Exercise brief:
Lay out the rows below, from the very start through the line containing "[[256, 306]]", as a Markdown table with the columns "No." and "Line", skipping any blank lines.
------ Extracted information
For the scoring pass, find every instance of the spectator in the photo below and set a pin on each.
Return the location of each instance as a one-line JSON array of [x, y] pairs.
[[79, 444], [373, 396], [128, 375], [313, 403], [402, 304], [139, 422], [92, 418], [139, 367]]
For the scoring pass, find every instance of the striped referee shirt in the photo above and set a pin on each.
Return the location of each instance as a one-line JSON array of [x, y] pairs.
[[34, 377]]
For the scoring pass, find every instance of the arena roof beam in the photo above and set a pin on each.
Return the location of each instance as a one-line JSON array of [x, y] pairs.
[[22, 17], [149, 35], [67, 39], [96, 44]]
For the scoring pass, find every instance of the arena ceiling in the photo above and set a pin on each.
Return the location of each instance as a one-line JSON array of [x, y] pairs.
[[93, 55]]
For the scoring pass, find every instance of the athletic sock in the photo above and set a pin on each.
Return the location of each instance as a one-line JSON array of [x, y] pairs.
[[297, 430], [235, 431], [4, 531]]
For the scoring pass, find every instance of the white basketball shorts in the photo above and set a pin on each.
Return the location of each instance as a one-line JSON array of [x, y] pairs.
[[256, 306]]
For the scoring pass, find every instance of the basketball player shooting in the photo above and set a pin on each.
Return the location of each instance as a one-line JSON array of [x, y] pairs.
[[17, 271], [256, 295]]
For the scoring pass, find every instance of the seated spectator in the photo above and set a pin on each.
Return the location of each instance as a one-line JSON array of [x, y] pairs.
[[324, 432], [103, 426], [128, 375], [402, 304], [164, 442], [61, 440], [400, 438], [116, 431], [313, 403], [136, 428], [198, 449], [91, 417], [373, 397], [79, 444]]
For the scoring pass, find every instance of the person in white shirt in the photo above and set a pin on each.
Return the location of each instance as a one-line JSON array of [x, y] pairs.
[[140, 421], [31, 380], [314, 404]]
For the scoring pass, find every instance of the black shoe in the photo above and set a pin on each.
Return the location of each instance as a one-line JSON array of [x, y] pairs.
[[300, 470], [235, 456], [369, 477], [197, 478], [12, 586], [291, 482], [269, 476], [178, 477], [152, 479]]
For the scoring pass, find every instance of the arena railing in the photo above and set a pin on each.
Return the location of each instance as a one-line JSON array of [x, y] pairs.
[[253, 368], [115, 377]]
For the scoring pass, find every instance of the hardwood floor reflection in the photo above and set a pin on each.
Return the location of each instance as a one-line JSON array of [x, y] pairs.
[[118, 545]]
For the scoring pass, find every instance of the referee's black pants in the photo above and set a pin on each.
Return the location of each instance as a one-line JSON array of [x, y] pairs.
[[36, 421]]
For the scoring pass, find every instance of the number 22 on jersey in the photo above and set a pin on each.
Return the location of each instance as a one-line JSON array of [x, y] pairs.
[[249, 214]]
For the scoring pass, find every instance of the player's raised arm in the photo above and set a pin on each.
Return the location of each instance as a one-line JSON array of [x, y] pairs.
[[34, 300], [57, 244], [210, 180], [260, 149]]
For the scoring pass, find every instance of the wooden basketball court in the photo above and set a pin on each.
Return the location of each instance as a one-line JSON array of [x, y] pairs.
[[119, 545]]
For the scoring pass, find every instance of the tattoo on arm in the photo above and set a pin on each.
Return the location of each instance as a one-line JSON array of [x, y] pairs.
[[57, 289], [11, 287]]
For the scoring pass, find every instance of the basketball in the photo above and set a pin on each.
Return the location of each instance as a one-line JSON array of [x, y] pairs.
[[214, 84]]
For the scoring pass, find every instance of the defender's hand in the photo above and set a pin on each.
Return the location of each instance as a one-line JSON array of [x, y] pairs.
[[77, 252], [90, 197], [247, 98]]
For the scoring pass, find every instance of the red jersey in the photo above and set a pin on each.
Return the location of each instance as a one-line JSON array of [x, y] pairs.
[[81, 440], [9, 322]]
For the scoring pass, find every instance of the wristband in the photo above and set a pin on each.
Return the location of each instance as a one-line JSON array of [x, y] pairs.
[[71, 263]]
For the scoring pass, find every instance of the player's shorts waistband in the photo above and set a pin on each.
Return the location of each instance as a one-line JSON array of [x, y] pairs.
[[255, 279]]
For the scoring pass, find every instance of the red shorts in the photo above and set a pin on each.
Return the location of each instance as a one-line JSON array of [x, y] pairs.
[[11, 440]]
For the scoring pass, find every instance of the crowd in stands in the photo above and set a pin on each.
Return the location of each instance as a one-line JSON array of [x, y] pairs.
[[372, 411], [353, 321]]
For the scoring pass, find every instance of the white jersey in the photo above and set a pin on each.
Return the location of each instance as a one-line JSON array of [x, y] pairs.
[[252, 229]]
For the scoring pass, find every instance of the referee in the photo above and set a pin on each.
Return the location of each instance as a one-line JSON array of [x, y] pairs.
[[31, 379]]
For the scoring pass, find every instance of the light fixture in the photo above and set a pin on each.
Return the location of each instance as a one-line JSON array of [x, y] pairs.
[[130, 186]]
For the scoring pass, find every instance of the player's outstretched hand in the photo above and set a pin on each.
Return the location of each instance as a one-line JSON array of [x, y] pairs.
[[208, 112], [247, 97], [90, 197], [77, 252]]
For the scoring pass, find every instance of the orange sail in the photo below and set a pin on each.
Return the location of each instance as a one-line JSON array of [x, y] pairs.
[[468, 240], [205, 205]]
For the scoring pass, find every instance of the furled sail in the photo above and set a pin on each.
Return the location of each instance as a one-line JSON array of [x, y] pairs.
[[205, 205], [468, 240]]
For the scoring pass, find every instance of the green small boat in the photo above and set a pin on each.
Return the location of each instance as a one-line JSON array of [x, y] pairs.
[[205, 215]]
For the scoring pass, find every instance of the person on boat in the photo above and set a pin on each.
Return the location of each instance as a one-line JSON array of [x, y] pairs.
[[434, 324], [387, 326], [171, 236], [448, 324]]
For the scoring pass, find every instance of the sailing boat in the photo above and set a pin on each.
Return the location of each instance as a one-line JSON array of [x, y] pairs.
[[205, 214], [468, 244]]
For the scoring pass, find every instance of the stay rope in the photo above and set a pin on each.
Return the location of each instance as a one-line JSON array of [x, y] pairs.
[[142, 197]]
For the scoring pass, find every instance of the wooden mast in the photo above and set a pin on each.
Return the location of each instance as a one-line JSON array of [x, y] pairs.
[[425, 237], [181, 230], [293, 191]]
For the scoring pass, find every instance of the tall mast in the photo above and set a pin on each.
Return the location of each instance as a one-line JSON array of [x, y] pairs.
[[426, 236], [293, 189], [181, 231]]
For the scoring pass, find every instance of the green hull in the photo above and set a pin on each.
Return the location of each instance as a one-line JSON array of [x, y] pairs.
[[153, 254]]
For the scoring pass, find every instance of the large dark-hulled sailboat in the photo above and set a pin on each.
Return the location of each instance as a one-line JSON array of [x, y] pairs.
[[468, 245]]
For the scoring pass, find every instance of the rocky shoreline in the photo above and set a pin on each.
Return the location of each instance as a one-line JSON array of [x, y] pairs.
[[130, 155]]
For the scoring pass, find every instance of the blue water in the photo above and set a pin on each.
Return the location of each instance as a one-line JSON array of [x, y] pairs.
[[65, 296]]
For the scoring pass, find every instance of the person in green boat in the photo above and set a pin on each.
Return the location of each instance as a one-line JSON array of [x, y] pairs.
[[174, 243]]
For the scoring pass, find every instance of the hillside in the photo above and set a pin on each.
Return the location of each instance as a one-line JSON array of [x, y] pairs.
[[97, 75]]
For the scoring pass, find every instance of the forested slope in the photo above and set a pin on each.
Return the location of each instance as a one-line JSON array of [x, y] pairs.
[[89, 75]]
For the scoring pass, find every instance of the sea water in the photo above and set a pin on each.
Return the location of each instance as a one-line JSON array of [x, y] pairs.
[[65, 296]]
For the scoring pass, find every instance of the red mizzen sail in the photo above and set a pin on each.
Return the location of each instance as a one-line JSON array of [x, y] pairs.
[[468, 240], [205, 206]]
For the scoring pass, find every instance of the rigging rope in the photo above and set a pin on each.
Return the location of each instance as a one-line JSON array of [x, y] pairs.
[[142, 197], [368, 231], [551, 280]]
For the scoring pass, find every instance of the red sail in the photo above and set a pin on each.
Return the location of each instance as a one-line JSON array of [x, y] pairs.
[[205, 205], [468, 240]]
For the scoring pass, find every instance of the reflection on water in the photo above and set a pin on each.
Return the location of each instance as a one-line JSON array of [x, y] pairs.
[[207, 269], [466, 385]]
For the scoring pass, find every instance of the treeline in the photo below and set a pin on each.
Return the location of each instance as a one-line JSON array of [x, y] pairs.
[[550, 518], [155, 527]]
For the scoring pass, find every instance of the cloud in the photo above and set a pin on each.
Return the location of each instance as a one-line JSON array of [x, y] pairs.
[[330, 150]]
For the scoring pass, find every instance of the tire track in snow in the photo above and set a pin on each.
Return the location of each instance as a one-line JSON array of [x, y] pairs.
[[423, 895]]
------------
Solution for this task:
| No. | Line |
|---|---|
| 1 | For the scoring pass, find every instance of the spectator in the photo below and set a pin on each. |
| 2 | Return the location of each instance as a one-line JSON array of [x, y] pairs. |
| 3 | [[79, 444], [373, 396], [128, 375], [313, 403], [402, 304], [139, 422], [92, 418], [139, 367]] |
| 4 | For the scoring pass, find every instance of the striped referee shirt in the photo above and set a pin on each. |
| 5 | Return the location of each instance as a one-line JSON array of [x, y] pairs. |
| 6 | [[34, 377]] |
| 7 | For the scoring pass, find every instance of the arena roof beam in the photo above and set a pin on each. |
| 8 | Return the location of each instance as a one-line JSON array of [x, y] pairs. |
| 9 | [[22, 17], [149, 35], [67, 39], [96, 44]] |
| 10 | For the scoring pass, find every instance of the arena ceiling in the photo above and set a pin on each. |
| 11 | Return the location of each instance as a one-line JSON array of [x, y] pairs. |
| 12 | [[93, 55]] |
| 13 | For the scoring pass, find every instance of the athletic sock in the photo above and set a pin on each. |
| 14 | Return the location of each instance as a one-line JSON array of [x, y] pairs. |
| 15 | [[297, 430], [235, 431], [4, 531]] |
| 16 | For the scoring pass, find every instance of the white basketball shorts in the photo above and set a pin on each. |
| 17 | Return the location of each instance as a one-line JSON array of [x, y] pairs. |
| 18 | [[256, 306]] |